● Given request:
Rewrite all of the records below, changing "Annotation guideline" to "Labeling rule" wherever it appears and leaving everything else unchanged. Omit the pictures from your answer.

● Given records:
┄┄┄┄┄┄

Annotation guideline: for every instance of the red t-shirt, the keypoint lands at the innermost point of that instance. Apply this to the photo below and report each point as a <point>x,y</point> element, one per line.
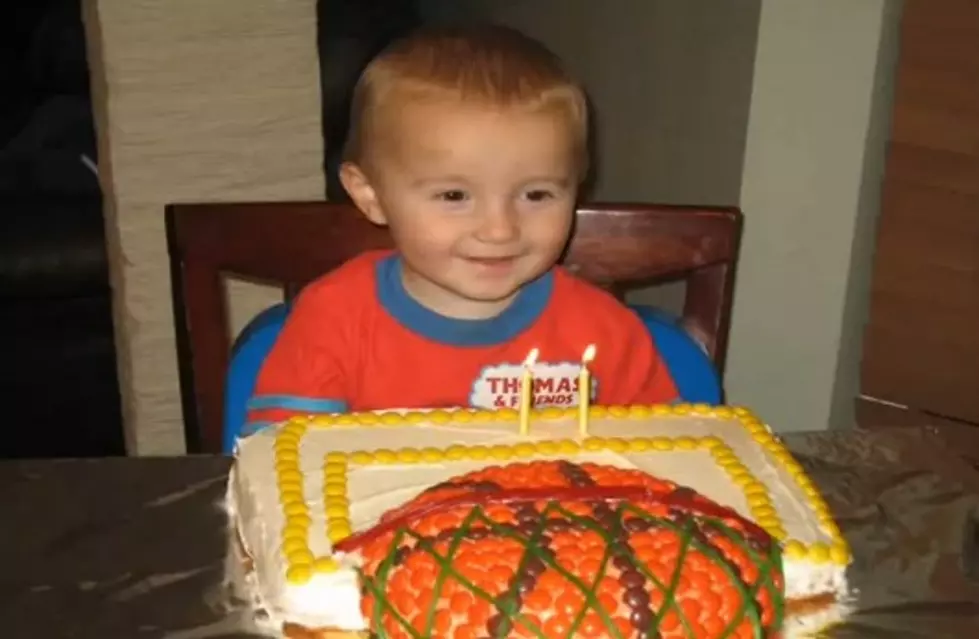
<point>355,340</point>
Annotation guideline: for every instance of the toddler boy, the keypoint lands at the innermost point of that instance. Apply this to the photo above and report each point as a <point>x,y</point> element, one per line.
<point>469,144</point>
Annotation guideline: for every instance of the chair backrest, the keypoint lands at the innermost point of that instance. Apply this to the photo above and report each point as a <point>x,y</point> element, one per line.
<point>614,245</point>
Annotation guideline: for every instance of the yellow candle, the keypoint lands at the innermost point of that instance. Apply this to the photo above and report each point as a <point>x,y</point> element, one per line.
<point>526,391</point>
<point>584,390</point>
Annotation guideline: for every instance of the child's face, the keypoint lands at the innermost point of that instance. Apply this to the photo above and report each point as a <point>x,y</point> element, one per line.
<point>479,201</point>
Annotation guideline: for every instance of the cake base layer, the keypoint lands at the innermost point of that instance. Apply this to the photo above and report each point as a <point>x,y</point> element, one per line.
<point>804,618</point>
<point>308,491</point>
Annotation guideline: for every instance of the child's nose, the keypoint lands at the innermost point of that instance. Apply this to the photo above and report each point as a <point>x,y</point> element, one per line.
<point>499,224</point>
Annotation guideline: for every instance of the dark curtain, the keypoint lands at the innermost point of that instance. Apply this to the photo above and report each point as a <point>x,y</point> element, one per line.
<point>350,33</point>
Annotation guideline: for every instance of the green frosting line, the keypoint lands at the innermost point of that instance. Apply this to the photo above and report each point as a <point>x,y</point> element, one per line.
<point>456,539</point>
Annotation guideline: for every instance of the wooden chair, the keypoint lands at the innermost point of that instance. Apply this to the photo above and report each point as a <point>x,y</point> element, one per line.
<point>614,245</point>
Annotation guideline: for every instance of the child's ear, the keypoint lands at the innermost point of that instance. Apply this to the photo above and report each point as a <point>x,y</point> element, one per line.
<point>359,189</point>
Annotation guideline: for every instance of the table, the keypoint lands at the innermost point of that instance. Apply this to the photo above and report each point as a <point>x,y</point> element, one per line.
<point>136,547</point>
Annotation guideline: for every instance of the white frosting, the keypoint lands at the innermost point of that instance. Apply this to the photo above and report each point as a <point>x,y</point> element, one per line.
<point>332,600</point>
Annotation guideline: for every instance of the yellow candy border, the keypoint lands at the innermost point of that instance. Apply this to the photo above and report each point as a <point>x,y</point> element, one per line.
<point>301,565</point>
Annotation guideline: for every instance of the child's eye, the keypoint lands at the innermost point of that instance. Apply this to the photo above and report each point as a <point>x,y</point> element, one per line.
<point>452,195</point>
<point>538,195</point>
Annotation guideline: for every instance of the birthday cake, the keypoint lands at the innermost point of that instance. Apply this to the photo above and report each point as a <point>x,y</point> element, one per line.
<point>659,521</point>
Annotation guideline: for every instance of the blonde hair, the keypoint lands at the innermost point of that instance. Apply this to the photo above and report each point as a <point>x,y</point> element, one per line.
<point>485,65</point>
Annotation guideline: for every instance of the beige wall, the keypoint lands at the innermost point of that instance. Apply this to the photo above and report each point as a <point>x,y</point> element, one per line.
<point>810,188</point>
<point>197,100</point>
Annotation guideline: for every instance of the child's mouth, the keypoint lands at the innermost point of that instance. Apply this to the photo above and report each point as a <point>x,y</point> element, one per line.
<point>494,264</point>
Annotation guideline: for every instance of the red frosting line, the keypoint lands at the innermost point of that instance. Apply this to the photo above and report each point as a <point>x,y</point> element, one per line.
<point>635,494</point>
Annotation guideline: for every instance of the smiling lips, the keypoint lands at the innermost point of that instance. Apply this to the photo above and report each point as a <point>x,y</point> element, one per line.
<point>494,264</point>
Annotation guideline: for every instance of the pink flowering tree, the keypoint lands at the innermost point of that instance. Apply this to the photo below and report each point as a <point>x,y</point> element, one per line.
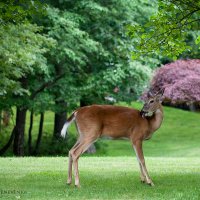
<point>180,80</point>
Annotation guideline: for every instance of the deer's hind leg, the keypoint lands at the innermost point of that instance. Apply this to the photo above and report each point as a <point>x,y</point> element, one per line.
<point>69,180</point>
<point>75,154</point>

┄┄┄┄┄┄

● Task output:
Labeling rule: for every instance of the red t-shirt, the keypoint lands at the innermost point of that instance. Apply this to the photo below and report each point as a <point>x,y</point> element, one per line.
<point>355,340</point>
Labeling rule: for every instance of the toddler boy, the keypoint lands at the innermost point of that instance. Apply this to the photo above and report each point as a <point>x,y</point> element, one per line.
<point>469,144</point>
Labeling rule: for every instance of the chair backrest, the keypoint lands at the innermost point of that instance. Apply this to the photo above and report each point as a <point>x,y</point> element, one per line.
<point>614,245</point>
Labeling rule: for every instance of the yellow candle, the keypoint lands at the innermost point of that instance. Apply this to the photo above and report each point as a <point>x,y</point> element, one per line.
<point>526,391</point>
<point>584,390</point>
Labeling rule: for every instance of the child's face, the keypoint lands at the innermost point of that instance. Apply this to the photo above and report each point as a <point>x,y</point> element, one per line.
<point>479,201</point>
Labeling rule: for every instance of the cake base layer, the keypoint lands at the innermost point of that instance. Apply this to the photo above and report each point as a <point>x,y</point> element, one per line.
<point>804,618</point>
<point>308,491</point>
Labeling rule: for every instance of the child's nose, the keypoint lands at the innermost point of that instance. Apply this to the photo above and report each point as a <point>x,y</point> element, one per line.
<point>499,224</point>
Labeling rule: for every instance of the dark curtain, the keypoint lands at the innermost point of that instance. Apply this to the photo above and report each point as a <point>x,y</point> element, one per line.
<point>350,33</point>
Labeling rule: for every instance of the green frosting line, the keypoint lands at the innermost point of that instance. Apply this to the photo above and report each point as a <point>x,y</point> element, one per line.
<point>456,539</point>
Labeling rule: for every instance of the wooden chair, the keypoint lands at the innermost point of that instance. Apply this to the photo above and report each point as a <point>x,y</point> element, one per line.
<point>614,245</point>
Labeling rule: for every instance of the child's ear, the keypoint lands at the innermost point of that instance. Apply this to the photo above and report each point as a <point>x,y</point> element, one per line.
<point>359,189</point>
Labeling rule: for every instance of the table, the keypoint lands at the innermost point of that instance. Apply this to the photo above and report each point as a <point>x,y</point> element, one per line.
<point>136,547</point>
Labeling rule: for every instance of the white frosting, the keypoint lands at the innermost point of that instance. Apply this to the photo above and report each point as a <point>x,y</point> element, one per line.
<point>332,600</point>
Labeling rule: for every instance of the yellow candy border, the keypoint lands at the innermost point of that instance. Apply this to the photo above and report each point as a <point>x,y</point> element, one per line.
<point>301,565</point>
Labeling rule: for every instance of the child's eye, the keypoint lands at the innermost point of that instance. Apply this to the photo above and report each point as a <point>x,y</point> element, one per line.
<point>452,195</point>
<point>538,195</point>
Labeling rule: for every instance of the birthday cake, the keypoint lands at the innermost point of that instance. Apply this to the photo above and report each point as a <point>x,y</point> element, one per line.
<point>659,521</point>
Labeling rule: for every instance of the blonde hair, the keypoint lands at the innermost point of that instance. Apply this to the photo above and report each point as a <point>x,y</point> element, one per line.
<point>485,65</point>
Labeling rule: for every instance of the beige wall, the keypoint lands at the innermost point of that instance. Apply this to the photo above and report each point as a <point>x,y</point> element, one per line.
<point>810,188</point>
<point>197,100</point>
Labeling rule: for every instance of the child's mouth, the keypoint lands at the innermost point of that instance. Apply this to the photo above and report each point as a <point>x,y</point> element, one per line.
<point>494,264</point>
Labeling rule: for every instance of the red frosting line, the keypoint lands at the innermost point of that instance. Apply this to the photo above and report each point as a <point>x,y</point> element, one per line.
<point>635,494</point>
Labeling rule: for every instance of the smiling lips, the keypoint lands at the innermost point of that instance. Apply this to the photo above and report each point as a <point>x,y</point> element, one per line.
<point>494,264</point>
Labeling rule: for every instance of the pink flowering tree, the keypoint lands at the innermost point of that instance. Apply this to the photo below and report each point as a <point>x,y</point> element, one per line.
<point>180,80</point>
Labeling rule: for every instance of the deer's hind leg, the keypoint lands at the innermost point of that instance. Apply this to the photo above and report each point as a <point>x,y</point> element, one per line.
<point>69,180</point>
<point>75,154</point>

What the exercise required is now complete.